**WHAT IS REQUIRED**: From the entries below, copy every line holding the word "foam".

-- Opening Marker --

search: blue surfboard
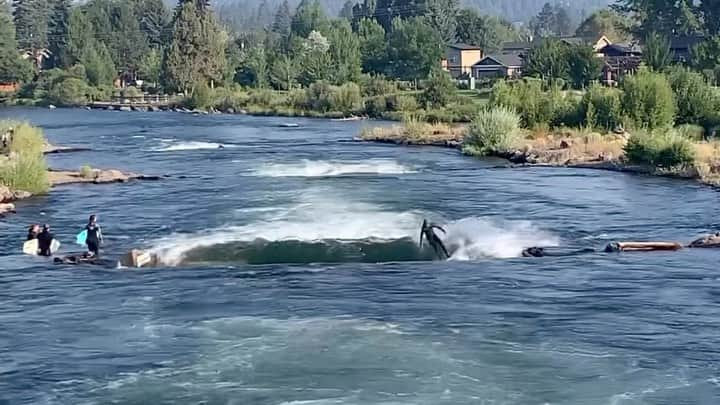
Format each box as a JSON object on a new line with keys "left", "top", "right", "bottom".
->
{"left": 76, "top": 229, "right": 87, "bottom": 245}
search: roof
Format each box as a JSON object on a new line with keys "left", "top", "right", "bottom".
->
{"left": 599, "top": 43, "right": 642, "bottom": 54}
{"left": 473, "top": 52, "right": 524, "bottom": 68}
{"left": 447, "top": 43, "right": 482, "bottom": 51}
{"left": 669, "top": 34, "right": 704, "bottom": 49}
{"left": 501, "top": 41, "right": 531, "bottom": 50}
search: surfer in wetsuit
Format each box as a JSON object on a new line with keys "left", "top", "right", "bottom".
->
{"left": 37, "top": 224, "right": 54, "bottom": 256}
{"left": 85, "top": 215, "right": 103, "bottom": 257}
{"left": 27, "top": 224, "right": 40, "bottom": 241}
{"left": 420, "top": 219, "right": 450, "bottom": 260}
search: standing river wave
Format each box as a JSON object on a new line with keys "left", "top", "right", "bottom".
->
{"left": 1, "top": 108, "right": 719, "bottom": 404}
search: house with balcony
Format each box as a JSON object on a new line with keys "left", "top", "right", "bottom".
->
{"left": 441, "top": 44, "right": 483, "bottom": 78}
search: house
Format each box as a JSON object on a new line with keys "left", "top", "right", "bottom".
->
{"left": 669, "top": 34, "right": 704, "bottom": 64}
{"left": 472, "top": 52, "right": 524, "bottom": 79}
{"left": 0, "top": 82, "right": 19, "bottom": 92}
{"left": 598, "top": 43, "right": 643, "bottom": 85}
{"left": 442, "top": 44, "right": 483, "bottom": 78}
{"left": 501, "top": 42, "right": 532, "bottom": 53}
{"left": 558, "top": 35, "right": 612, "bottom": 54}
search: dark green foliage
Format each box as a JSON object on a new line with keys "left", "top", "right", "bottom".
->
{"left": 425, "top": 0, "right": 458, "bottom": 43}
{"left": 129, "top": 0, "right": 170, "bottom": 47}
{"left": 624, "top": 131, "right": 696, "bottom": 168}
{"left": 421, "top": 67, "right": 456, "bottom": 108}
{"left": 621, "top": 69, "right": 676, "bottom": 130}
{"left": 272, "top": 0, "right": 292, "bottom": 37}
{"left": 359, "top": 74, "right": 397, "bottom": 96}
{"left": 455, "top": 10, "right": 519, "bottom": 52}
{"left": 489, "top": 79, "right": 565, "bottom": 128}
{"left": 0, "top": 4, "right": 33, "bottom": 83}
{"left": 666, "top": 67, "right": 717, "bottom": 126}
{"left": 613, "top": 0, "right": 700, "bottom": 37}
{"left": 575, "top": 9, "right": 631, "bottom": 43}
{"left": 291, "top": 0, "right": 326, "bottom": 37}
{"left": 524, "top": 38, "right": 568, "bottom": 81}
{"left": 47, "top": 0, "right": 71, "bottom": 68}
{"left": 529, "top": 2, "right": 574, "bottom": 37}
{"left": 581, "top": 84, "right": 623, "bottom": 131}
{"left": 13, "top": 0, "right": 50, "bottom": 55}
{"left": 566, "top": 44, "right": 603, "bottom": 89}
{"left": 357, "top": 18, "right": 386, "bottom": 75}
{"left": 386, "top": 17, "right": 443, "bottom": 81}
{"left": 339, "top": 0, "right": 354, "bottom": 19}
{"left": 325, "top": 19, "right": 362, "bottom": 84}
{"left": 643, "top": 32, "right": 672, "bottom": 72}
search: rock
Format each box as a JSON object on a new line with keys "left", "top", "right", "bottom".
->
{"left": 94, "top": 169, "right": 129, "bottom": 183}
{"left": 119, "top": 106, "right": 132, "bottom": 112}
{"left": 0, "top": 185, "right": 13, "bottom": 202}
{"left": 84, "top": 106, "right": 91, "bottom": 110}
{"left": 149, "top": 106, "right": 160, "bottom": 112}
{"left": 12, "top": 190, "right": 31, "bottom": 200}
{"left": 48, "top": 104, "right": 56, "bottom": 109}
{"left": 0, "top": 202, "right": 16, "bottom": 216}
{"left": 226, "top": 108, "right": 235, "bottom": 114}
{"left": 106, "top": 106, "right": 115, "bottom": 111}
{"left": 559, "top": 140, "right": 571, "bottom": 149}
{"left": 239, "top": 109, "right": 247, "bottom": 114}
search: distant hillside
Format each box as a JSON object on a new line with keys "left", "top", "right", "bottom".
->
{"left": 166, "top": 0, "right": 613, "bottom": 31}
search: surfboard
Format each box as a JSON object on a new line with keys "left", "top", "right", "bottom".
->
{"left": 76, "top": 230, "right": 87, "bottom": 245}
{"left": 22, "top": 239, "right": 60, "bottom": 255}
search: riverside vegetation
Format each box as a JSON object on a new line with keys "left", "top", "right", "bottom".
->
{"left": 361, "top": 67, "right": 720, "bottom": 186}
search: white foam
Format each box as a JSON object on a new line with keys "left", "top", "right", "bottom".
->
{"left": 156, "top": 141, "right": 234, "bottom": 152}
{"left": 253, "top": 159, "right": 417, "bottom": 177}
{"left": 150, "top": 193, "right": 558, "bottom": 265}
{"left": 443, "top": 217, "right": 560, "bottom": 260}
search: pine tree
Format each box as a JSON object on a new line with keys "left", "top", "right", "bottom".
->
{"left": 13, "top": 0, "right": 50, "bottom": 64}
{"left": 291, "top": 0, "right": 326, "bottom": 38}
{"left": 426, "top": 0, "right": 458, "bottom": 44}
{"left": 339, "top": 0, "right": 354, "bottom": 20}
{"left": 272, "top": 0, "right": 292, "bottom": 36}
{"left": 47, "top": 0, "right": 71, "bottom": 68}
{"left": 0, "top": 0, "right": 33, "bottom": 83}
{"left": 129, "top": 0, "right": 170, "bottom": 48}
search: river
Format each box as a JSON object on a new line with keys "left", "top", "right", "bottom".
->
{"left": 1, "top": 107, "right": 718, "bottom": 404}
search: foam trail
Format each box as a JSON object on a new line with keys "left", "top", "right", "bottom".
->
{"left": 443, "top": 217, "right": 560, "bottom": 260}
{"left": 253, "top": 159, "right": 417, "bottom": 177}
{"left": 156, "top": 141, "right": 234, "bottom": 152}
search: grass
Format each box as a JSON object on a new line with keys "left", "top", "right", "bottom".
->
{"left": 79, "top": 165, "right": 96, "bottom": 179}
{"left": 0, "top": 121, "right": 50, "bottom": 194}
{"left": 359, "top": 117, "right": 465, "bottom": 145}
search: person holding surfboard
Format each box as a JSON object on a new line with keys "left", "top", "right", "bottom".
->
{"left": 83, "top": 214, "right": 103, "bottom": 257}
{"left": 37, "top": 225, "right": 55, "bottom": 256}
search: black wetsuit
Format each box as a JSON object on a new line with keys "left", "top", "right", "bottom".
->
{"left": 37, "top": 230, "right": 54, "bottom": 256}
{"left": 420, "top": 220, "right": 450, "bottom": 260}
{"left": 86, "top": 224, "right": 102, "bottom": 257}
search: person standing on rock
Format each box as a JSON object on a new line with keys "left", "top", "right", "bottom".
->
{"left": 85, "top": 214, "right": 103, "bottom": 257}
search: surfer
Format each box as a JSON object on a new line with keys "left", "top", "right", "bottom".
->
{"left": 84, "top": 214, "right": 104, "bottom": 257}
{"left": 26, "top": 224, "right": 40, "bottom": 241}
{"left": 420, "top": 219, "right": 450, "bottom": 260}
{"left": 37, "top": 224, "right": 54, "bottom": 256}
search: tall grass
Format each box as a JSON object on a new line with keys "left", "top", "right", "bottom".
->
{"left": 0, "top": 121, "right": 50, "bottom": 194}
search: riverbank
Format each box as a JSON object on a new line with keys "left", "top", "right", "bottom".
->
{"left": 359, "top": 123, "right": 720, "bottom": 187}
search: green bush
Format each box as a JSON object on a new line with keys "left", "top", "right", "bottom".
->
{"left": 464, "top": 107, "right": 521, "bottom": 155}
{"left": 364, "top": 96, "right": 388, "bottom": 117}
{"left": 420, "top": 68, "right": 457, "bottom": 108}
{"left": 0, "top": 121, "right": 49, "bottom": 194}
{"left": 47, "top": 77, "right": 91, "bottom": 106}
{"left": 303, "top": 81, "right": 334, "bottom": 112}
{"left": 489, "top": 79, "right": 561, "bottom": 128}
{"left": 674, "top": 124, "right": 705, "bottom": 141}
{"left": 621, "top": 69, "right": 676, "bottom": 130}
{"left": 121, "top": 86, "right": 142, "bottom": 98}
{"left": 666, "top": 67, "right": 716, "bottom": 126}
{"left": 330, "top": 83, "right": 362, "bottom": 114}
{"left": 185, "top": 81, "right": 212, "bottom": 110}
{"left": 359, "top": 74, "right": 398, "bottom": 97}
{"left": 581, "top": 84, "right": 623, "bottom": 131}
{"left": 395, "top": 94, "right": 419, "bottom": 112}
{"left": 624, "top": 130, "right": 696, "bottom": 168}
{"left": 79, "top": 165, "right": 95, "bottom": 179}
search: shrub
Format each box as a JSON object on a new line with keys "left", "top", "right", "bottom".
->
{"left": 666, "top": 67, "right": 716, "bottom": 126}
{"left": 364, "top": 96, "right": 387, "bottom": 117}
{"left": 581, "top": 84, "right": 623, "bottom": 131}
{"left": 620, "top": 69, "right": 676, "bottom": 130}
{"left": 552, "top": 94, "right": 584, "bottom": 128}
{"left": 247, "top": 88, "right": 278, "bottom": 108}
{"left": 464, "top": 107, "right": 521, "bottom": 155}
{"left": 0, "top": 121, "right": 49, "bottom": 194}
{"left": 48, "top": 77, "right": 91, "bottom": 106}
{"left": 184, "top": 81, "right": 212, "bottom": 110}
{"left": 624, "top": 130, "right": 696, "bottom": 168}
{"left": 79, "top": 165, "right": 95, "bottom": 179}
{"left": 395, "top": 95, "right": 419, "bottom": 112}
{"left": 420, "top": 68, "right": 457, "bottom": 108}
{"left": 674, "top": 124, "right": 705, "bottom": 141}
{"left": 121, "top": 86, "right": 142, "bottom": 99}
{"left": 489, "top": 79, "right": 560, "bottom": 128}
{"left": 303, "top": 81, "right": 334, "bottom": 112}
{"left": 359, "top": 74, "right": 398, "bottom": 97}
{"left": 329, "top": 83, "right": 362, "bottom": 114}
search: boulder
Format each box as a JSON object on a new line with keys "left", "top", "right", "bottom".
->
{"left": 119, "top": 106, "right": 132, "bottom": 112}
{"left": 48, "top": 104, "right": 56, "bottom": 109}
{"left": 0, "top": 202, "right": 15, "bottom": 216}
{"left": 559, "top": 139, "right": 571, "bottom": 149}
{"left": 0, "top": 185, "right": 12, "bottom": 202}
{"left": 225, "top": 108, "right": 235, "bottom": 114}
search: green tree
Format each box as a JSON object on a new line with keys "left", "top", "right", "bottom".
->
{"left": 297, "top": 30, "right": 332, "bottom": 85}
{"left": 621, "top": 68, "right": 676, "bottom": 130}
{"left": 666, "top": 66, "right": 716, "bottom": 126}
{"left": 529, "top": 2, "right": 573, "bottom": 37}
{"left": 109, "top": 1, "right": 149, "bottom": 77}
{"left": 325, "top": 19, "right": 361, "bottom": 84}
{"left": 421, "top": 67, "right": 456, "bottom": 108}
{"left": 692, "top": 35, "right": 720, "bottom": 71}
{"left": 47, "top": 0, "right": 71, "bottom": 68}
{"left": 699, "top": 0, "right": 720, "bottom": 35}
{"left": 80, "top": 42, "right": 115, "bottom": 86}
{"left": 524, "top": 38, "right": 568, "bottom": 81}
{"left": 575, "top": 8, "right": 631, "bottom": 43}
{"left": 13, "top": 0, "right": 50, "bottom": 59}
{"left": 272, "top": 0, "right": 292, "bottom": 36}
{"left": 291, "top": 0, "right": 326, "bottom": 38}
{"left": 269, "top": 54, "right": 297, "bottom": 90}
{"left": 643, "top": 32, "right": 672, "bottom": 72}
{"left": 357, "top": 17, "right": 386, "bottom": 75}
{"left": 237, "top": 46, "right": 269, "bottom": 88}
{"left": 426, "top": 0, "right": 458, "bottom": 43}
{"left": 455, "top": 10, "right": 519, "bottom": 52}
{"left": 339, "top": 0, "right": 354, "bottom": 20}
{"left": 613, "top": 0, "right": 700, "bottom": 37}
{"left": 129, "top": 0, "right": 170, "bottom": 47}
{"left": 163, "top": 0, "right": 227, "bottom": 93}
{"left": 138, "top": 48, "right": 162, "bottom": 85}
{"left": 0, "top": 1, "right": 33, "bottom": 83}
{"left": 386, "top": 17, "right": 443, "bottom": 81}
{"left": 566, "top": 44, "right": 602, "bottom": 89}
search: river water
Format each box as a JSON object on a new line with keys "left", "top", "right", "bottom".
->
{"left": 1, "top": 108, "right": 718, "bottom": 404}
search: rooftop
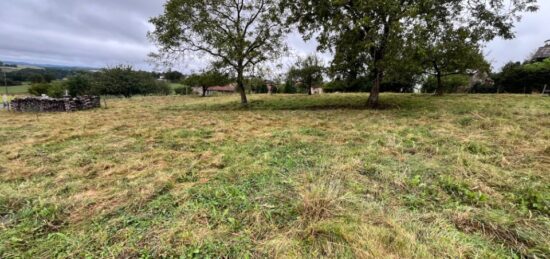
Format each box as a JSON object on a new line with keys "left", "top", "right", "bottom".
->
{"left": 533, "top": 40, "right": 550, "bottom": 61}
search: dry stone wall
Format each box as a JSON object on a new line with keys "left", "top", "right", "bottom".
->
{"left": 11, "top": 96, "right": 101, "bottom": 112}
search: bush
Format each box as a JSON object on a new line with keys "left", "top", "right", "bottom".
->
{"left": 150, "top": 81, "right": 173, "bottom": 95}
{"left": 28, "top": 82, "right": 67, "bottom": 98}
{"left": 66, "top": 74, "right": 93, "bottom": 96}
{"left": 422, "top": 75, "right": 469, "bottom": 93}
{"left": 470, "top": 82, "right": 498, "bottom": 93}
{"left": 280, "top": 82, "right": 297, "bottom": 93}
{"left": 28, "top": 83, "right": 51, "bottom": 96}
{"left": 493, "top": 59, "right": 550, "bottom": 93}
{"left": 323, "top": 80, "right": 347, "bottom": 93}
{"left": 93, "top": 66, "right": 173, "bottom": 97}
{"left": 47, "top": 82, "right": 67, "bottom": 98}
{"left": 174, "top": 85, "right": 193, "bottom": 95}
{"left": 324, "top": 77, "right": 371, "bottom": 93}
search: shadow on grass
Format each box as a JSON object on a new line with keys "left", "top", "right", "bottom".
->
{"left": 163, "top": 94, "right": 438, "bottom": 112}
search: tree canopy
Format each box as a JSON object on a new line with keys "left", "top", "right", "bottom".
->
{"left": 288, "top": 55, "right": 325, "bottom": 95}
{"left": 149, "top": 0, "right": 288, "bottom": 105}
{"left": 283, "top": 0, "right": 538, "bottom": 107}
{"left": 182, "top": 70, "right": 232, "bottom": 96}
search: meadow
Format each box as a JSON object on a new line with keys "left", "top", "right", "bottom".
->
{"left": 3, "top": 84, "right": 30, "bottom": 95}
{"left": 0, "top": 94, "right": 548, "bottom": 258}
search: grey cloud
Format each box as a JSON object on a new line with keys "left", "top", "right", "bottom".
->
{"left": 0, "top": 0, "right": 548, "bottom": 72}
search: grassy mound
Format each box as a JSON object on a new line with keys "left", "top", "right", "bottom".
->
{"left": 0, "top": 94, "right": 548, "bottom": 257}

-- Closing Marker --

**ANSWER SECTION**:
search: white foam
search: foam trail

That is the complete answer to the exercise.